[[ Records shown, beginning ]]

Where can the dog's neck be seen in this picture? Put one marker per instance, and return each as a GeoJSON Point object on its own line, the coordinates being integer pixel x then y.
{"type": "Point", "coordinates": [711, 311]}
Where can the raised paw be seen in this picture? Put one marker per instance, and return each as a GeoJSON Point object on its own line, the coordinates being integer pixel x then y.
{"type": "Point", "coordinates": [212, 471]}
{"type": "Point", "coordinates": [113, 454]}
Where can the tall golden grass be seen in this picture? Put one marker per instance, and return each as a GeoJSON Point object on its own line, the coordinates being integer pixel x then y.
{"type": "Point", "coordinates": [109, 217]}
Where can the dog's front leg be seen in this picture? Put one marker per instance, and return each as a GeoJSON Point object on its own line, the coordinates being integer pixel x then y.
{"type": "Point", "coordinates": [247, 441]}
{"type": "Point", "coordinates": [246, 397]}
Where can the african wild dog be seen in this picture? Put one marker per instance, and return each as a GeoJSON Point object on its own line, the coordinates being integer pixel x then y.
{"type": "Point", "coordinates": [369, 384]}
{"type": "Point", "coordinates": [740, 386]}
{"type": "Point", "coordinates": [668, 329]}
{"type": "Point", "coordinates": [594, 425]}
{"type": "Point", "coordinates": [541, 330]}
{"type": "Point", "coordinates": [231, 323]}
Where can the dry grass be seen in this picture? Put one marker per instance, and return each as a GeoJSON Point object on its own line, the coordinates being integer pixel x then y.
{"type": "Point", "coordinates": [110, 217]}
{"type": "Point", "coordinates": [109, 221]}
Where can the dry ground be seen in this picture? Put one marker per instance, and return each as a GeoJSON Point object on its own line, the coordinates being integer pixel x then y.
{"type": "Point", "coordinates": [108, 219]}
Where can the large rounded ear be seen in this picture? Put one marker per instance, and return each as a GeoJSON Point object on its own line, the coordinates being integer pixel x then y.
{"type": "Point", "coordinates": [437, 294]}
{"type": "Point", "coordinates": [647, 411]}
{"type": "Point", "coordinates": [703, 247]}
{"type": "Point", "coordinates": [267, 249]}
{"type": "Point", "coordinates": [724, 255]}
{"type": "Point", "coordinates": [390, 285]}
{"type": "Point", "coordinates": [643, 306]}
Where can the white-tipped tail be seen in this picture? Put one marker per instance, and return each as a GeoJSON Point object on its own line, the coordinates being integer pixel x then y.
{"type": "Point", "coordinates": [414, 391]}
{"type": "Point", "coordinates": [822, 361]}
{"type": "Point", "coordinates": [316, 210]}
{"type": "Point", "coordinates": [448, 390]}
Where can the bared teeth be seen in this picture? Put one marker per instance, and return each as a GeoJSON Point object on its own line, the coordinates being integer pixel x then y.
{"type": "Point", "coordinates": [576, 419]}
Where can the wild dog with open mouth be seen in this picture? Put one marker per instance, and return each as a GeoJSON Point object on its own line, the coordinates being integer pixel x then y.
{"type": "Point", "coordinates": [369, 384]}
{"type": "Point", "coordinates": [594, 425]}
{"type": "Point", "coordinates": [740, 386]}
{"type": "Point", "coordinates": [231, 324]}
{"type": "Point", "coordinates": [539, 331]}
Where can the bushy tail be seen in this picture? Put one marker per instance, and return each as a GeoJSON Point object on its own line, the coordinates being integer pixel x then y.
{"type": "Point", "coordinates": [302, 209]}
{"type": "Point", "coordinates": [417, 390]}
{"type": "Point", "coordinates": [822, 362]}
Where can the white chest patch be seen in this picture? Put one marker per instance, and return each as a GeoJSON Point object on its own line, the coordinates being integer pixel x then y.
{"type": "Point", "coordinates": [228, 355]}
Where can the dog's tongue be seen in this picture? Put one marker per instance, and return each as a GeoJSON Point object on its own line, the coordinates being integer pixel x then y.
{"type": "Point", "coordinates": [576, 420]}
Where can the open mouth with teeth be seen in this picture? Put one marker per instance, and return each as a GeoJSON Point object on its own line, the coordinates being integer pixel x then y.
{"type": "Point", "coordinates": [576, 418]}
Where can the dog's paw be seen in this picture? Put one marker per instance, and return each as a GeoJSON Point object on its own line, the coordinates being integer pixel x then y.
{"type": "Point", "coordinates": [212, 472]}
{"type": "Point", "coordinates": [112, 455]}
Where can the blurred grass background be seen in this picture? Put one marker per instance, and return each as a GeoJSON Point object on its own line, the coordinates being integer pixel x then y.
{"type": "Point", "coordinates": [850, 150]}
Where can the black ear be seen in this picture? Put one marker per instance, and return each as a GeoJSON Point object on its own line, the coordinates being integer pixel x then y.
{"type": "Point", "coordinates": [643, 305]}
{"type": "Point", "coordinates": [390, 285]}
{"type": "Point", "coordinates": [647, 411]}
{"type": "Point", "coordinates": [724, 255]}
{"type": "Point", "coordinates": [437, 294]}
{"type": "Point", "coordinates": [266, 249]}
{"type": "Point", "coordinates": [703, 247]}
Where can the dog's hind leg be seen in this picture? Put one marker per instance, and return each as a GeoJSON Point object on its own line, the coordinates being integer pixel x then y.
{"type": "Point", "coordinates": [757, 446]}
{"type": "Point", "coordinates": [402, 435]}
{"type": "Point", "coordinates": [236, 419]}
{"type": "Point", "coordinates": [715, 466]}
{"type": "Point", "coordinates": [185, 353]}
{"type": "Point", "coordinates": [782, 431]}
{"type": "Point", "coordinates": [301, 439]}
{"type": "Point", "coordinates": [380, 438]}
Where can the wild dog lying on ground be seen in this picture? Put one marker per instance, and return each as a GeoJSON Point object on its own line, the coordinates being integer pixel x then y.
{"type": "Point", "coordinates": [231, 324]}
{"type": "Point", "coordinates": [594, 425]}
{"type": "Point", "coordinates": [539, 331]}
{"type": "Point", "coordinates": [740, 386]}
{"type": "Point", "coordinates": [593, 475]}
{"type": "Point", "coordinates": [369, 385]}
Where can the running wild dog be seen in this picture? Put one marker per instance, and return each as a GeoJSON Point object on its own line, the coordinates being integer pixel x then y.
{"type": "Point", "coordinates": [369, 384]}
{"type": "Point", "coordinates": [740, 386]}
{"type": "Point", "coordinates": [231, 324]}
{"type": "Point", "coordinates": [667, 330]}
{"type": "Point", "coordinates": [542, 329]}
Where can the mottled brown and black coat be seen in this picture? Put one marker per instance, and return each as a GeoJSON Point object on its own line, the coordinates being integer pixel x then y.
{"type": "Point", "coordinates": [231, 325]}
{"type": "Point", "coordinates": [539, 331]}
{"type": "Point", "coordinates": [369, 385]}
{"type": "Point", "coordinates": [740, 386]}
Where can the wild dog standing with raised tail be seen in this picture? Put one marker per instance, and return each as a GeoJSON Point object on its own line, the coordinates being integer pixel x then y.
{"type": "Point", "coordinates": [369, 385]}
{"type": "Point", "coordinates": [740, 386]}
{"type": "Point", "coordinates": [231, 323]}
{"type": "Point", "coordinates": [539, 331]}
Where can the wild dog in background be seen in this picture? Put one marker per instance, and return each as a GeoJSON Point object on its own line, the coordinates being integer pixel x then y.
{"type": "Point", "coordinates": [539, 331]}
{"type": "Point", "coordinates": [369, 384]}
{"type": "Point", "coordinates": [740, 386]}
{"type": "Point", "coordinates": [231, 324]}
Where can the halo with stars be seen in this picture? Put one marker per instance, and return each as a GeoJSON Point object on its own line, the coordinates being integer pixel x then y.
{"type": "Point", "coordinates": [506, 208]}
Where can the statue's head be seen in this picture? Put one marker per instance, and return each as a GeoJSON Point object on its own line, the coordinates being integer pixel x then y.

[[ Records shown, end ]]

What to work on –
Word for word, write out each entry shown above.

Result of the task –
Where can the dog's neck be seen in this picture? Put one marker per instance, and return each as a GeoJSON Point object on its own line, the coordinates being integer pixel x then y.
{"type": "Point", "coordinates": [711, 311]}
Where can the raised paw be seen in this picture? Put one marker per instance, and return each as a GeoJSON Point object on its own line, the coordinates being integer pixel x then y.
{"type": "Point", "coordinates": [212, 471]}
{"type": "Point", "coordinates": [113, 454]}
Where can the tall golden grass be seen in this picture? Put one marker per instance, and return each as a GeoJSON Point object on its own line, the coordinates being integer pixel x then y.
{"type": "Point", "coordinates": [109, 217]}
Where can the dog's front leg be seen in this picture? Put one marker per instance, and return each as a GeoJSON Point object on its own line, the coordinates being integer pixel x then y.
{"type": "Point", "coordinates": [247, 441]}
{"type": "Point", "coordinates": [246, 397]}
Where can the african wild dog be seen in this picture? Put one marker per instance, and return each as a GeoJSON Point object on its own line, the coordinates being integer pixel x then y.
{"type": "Point", "coordinates": [369, 384]}
{"type": "Point", "coordinates": [740, 386]}
{"type": "Point", "coordinates": [668, 329]}
{"type": "Point", "coordinates": [594, 425]}
{"type": "Point", "coordinates": [541, 330]}
{"type": "Point", "coordinates": [231, 323]}
Where can the dry grass be seen in this picture? Put one marker per instance, and return each as a GeoJSON Point object on its own line, the coordinates being integer pixel x then y.
{"type": "Point", "coordinates": [110, 217]}
{"type": "Point", "coordinates": [109, 221]}
Where can the dry ground be seen in this picture? Put one marker per instance, and return each as a GeoJSON Point object on its own line, the coordinates being integer pixel x then y.
{"type": "Point", "coordinates": [108, 219]}
Where can the large rounded ear be seen in this picture? Put one marker per instance, and return each as a GeoJSON Point object on its own line, the coordinates being integer pixel x then y.
{"type": "Point", "coordinates": [437, 294]}
{"type": "Point", "coordinates": [647, 411]}
{"type": "Point", "coordinates": [703, 247]}
{"type": "Point", "coordinates": [267, 249]}
{"type": "Point", "coordinates": [724, 255]}
{"type": "Point", "coordinates": [390, 285]}
{"type": "Point", "coordinates": [643, 306]}
Where can the white-tipped tail be seen in this picture? Put one marker per instance, and return each as a GeoJSON Point object on its own line, the coordinates being integer pixel x then y.
{"type": "Point", "coordinates": [414, 391]}
{"type": "Point", "coordinates": [822, 361]}
{"type": "Point", "coordinates": [316, 210]}
{"type": "Point", "coordinates": [448, 390]}
Where can the bared teeth be seen in this picture? Put one marker per instance, and return each as a GeoJSON Point object on its own line, the coordinates being integer pixel x then y.
{"type": "Point", "coordinates": [576, 419]}
Where can the wild dog with open mouth be seen in this picture? Put one marker per instance, and return each as a GeoJSON Point object on its own line, the coordinates being integer pixel x then y.
{"type": "Point", "coordinates": [369, 384]}
{"type": "Point", "coordinates": [594, 425]}
{"type": "Point", "coordinates": [740, 386]}
{"type": "Point", "coordinates": [231, 324]}
{"type": "Point", "coordinates": [539, 331]}
Where can the bushy tail be seen in this picture? Put one marker per instance, and return each as a GeoJSON Point object on its own line, the coordinates being integer pixel x then y.
{"type": "Point", "coordinates": [302, 209]}
{"type": "Point", "coordinates": [417, 390]}
{"type": "Point", "coordinates": [822, 362]}
Where can the white chest patch be seen in this picture? Put one marker per instance, and return each as a GeoJSON Point object on its own line, the coordinates being integer pixel x then y.
{"type": "Point", "coordinates": [228, 355]}
Where can the dog's tongue be seen in this picture? Put one marker per instance, and return each as a GeoJSON Point object on its own line, the coordinates being integer pixel x then y.
{"type": "Point", "coordinates": [576, 420]}
Where can the open mouth with teeth be seen in this picture? Put one marker per instance, and return each as a GeoJSON Point object on its own line, the coordinates being integer pixel x then y.
{"type": "Point", "coordinates": [576, 418]}
Where can the dog's paw be seen in this picture? Put one marker per instance, and return each as a GeoJSON Point object on its own line, the coordinates being integer pixel x then y.
{"type": "Point", "coordinates": [212, 472]}
{"type": "Point", "coordinates": [112, 455]}
Where can the blurred grass background be seen in this picture? Put one marker per instance, and return each as a GeoJSON Point object on its own line, the coordinates being integer pixel x then y.
{"type": "Point", "coordinates": [850, 150]}
Where can the black ear be seen in this picture? Put one marker per instance, and return each as a GeoJSON Point object on its own line, the coordinates being integer pixel x then y.
{"type": "Point", "coordinates": [643, 305]}
{"type": "Point", "coordinates": [390, 285]}
{"type": "Point", "coordinates": [647, 411]}
{"type": "Point", "coordinates": [724, 255]}
{"type": "Point", "coordinates": [437, 294]}
{"type": "Point", "coordinates": [266, 249]}
{"type": "Point", "coordinates": [703, 247]}
Where can the dog's hind leg be seen in this picture? Put one marker per instance, and return each as a GeoJSON Point object on its own line, the coordinates being integer pixel x then y.
{"type": "Point", "coordinates": [757, 446]}
{"type": "Point", "coordinates": [402, 435]}
{"type": "Point", "coordinates": [236, 419]}
{"type": "Point", "coordinates": [715, 466]}
{"type": "Point", "coordinates": [185, 353]}
{"type": "Point", "coordinates": [782, 431]}
{"type": "Point", "coordinates": [301, 439]}
{"type": "Point", "coordinates": [380, 438]}
Where can the wild dog lying on ground be seen in this picture? Put one marker per instance, and return each as a GeoJSON Point object on its own line, the coordinates being integer pixel x then y.
{"type": "Point", "coordinates": [231, 324]}
{"type": "Point", "coordinates": [594, 425]}
{"type": "Point", "coordinates": [539, 331]}
{"type": "Point", "coordinates": [740, 386]}
{"type": "Point", "coordinates": [593, 475]}
{"type": "Point", "coordinates": [369, 385]}
Where can the running wild dog be seen in this picture? Put one marker per instance, and return each as a GeoJSON Point object on its own line, the coordinates being integer pixel x then y.
{"type": "Point", "coordinates": [369, 384]}
{"type": "Point", "coordinates": [740, 386]}
{"type": "Point", "coordinates": [231, 324]}
{"type": "Point", "coordinates": [667, 330]}
{"type": "Point", "coordinates": [542, 329]}
Where can the mottled brown and black coat be seen in this picture? Put one marker per instance, and return each as a GeoJSON Point object on its own line, the coordinates being integer pixel x then y.
{"type": "Point", "coordinates": [231, 325]}
{"type": "Point", "coordinates": [539, 331]}
{"type": "Point", "coordinates": [369, 385]}
{"type": "Point", "coordinates": [740, 386]}
Where can the wild dog standing with raised tail be seen in this picture? Put one marker per instance, and return each as a GeoJSON Point object on its own line, the coordinates being integer pixel x then y.
{"type": "Point", "coordinates": [369, 385]}
{"type": "Point", "coordinates": [740, 386]}
{"type": "Point", "coordinates": [231, 323]}
{"type": "Point", "coordinates": [539, 331]}
Where can the wild dog in background be seen in this picture? Put one marker per instance, and return each as a GeoJSON Point object on its own line, the coordinates being integer pixel x then y.
{"type": "Point", "coordinates": [539, 331]}
{"type": "Point", "coordinates": [369, 384]}
{"type": "Point", "coordinates": [740, 386]}
{"type": "Point", "coordinates": [231, 324]}
Where can the halo with stars be seen in this picture? Put one marker per instance, and return each as a GeoJSON Point object on its own line, the coordinates being integer pixel x then y.
{"type": "Point", "coordinates": [506, 208]}
Where can the statue's head be seen in this picture? Put one marker per instance, and return each as a GeoJSON Point object on its own line, the coordinates being integer pixel x then y.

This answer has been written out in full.